Do this → How many lines of the data below contain the string "white"? Reply with the number alone.

Supplied records →

◆ ◆ ◆

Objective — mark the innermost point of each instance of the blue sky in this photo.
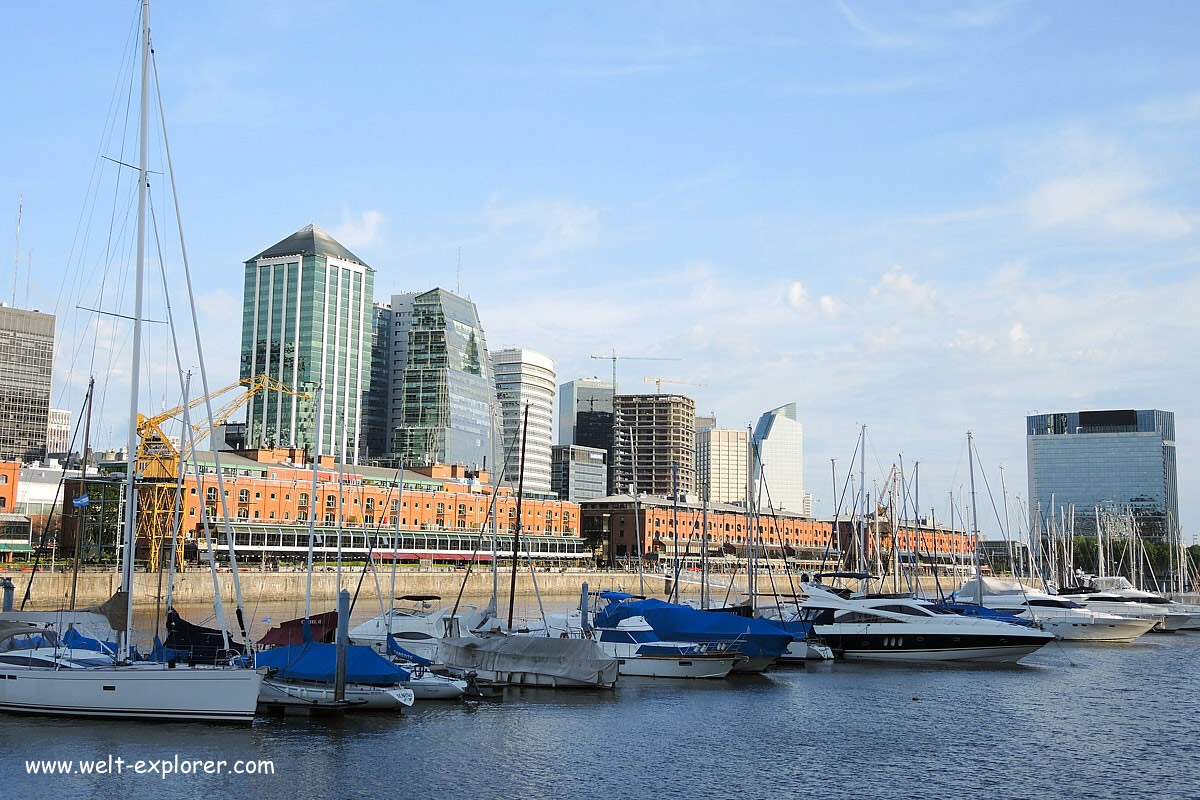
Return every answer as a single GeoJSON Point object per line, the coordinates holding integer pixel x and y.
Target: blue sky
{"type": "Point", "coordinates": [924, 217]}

◆ ◆ ◆

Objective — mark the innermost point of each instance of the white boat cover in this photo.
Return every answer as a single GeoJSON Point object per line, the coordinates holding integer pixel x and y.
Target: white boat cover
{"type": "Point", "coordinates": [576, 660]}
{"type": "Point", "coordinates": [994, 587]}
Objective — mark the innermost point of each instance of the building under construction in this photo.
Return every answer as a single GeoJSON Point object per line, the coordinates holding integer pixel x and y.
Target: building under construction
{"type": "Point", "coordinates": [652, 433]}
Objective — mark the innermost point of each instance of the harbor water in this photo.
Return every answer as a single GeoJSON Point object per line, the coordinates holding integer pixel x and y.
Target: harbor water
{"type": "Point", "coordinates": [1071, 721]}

◆ ◆ ◆

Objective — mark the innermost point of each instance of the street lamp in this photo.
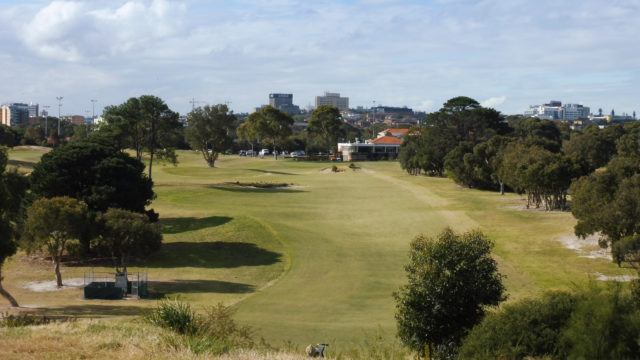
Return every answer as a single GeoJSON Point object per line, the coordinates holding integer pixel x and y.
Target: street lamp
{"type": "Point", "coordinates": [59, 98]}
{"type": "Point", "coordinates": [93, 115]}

◆ ◆ ◆

Final result → 2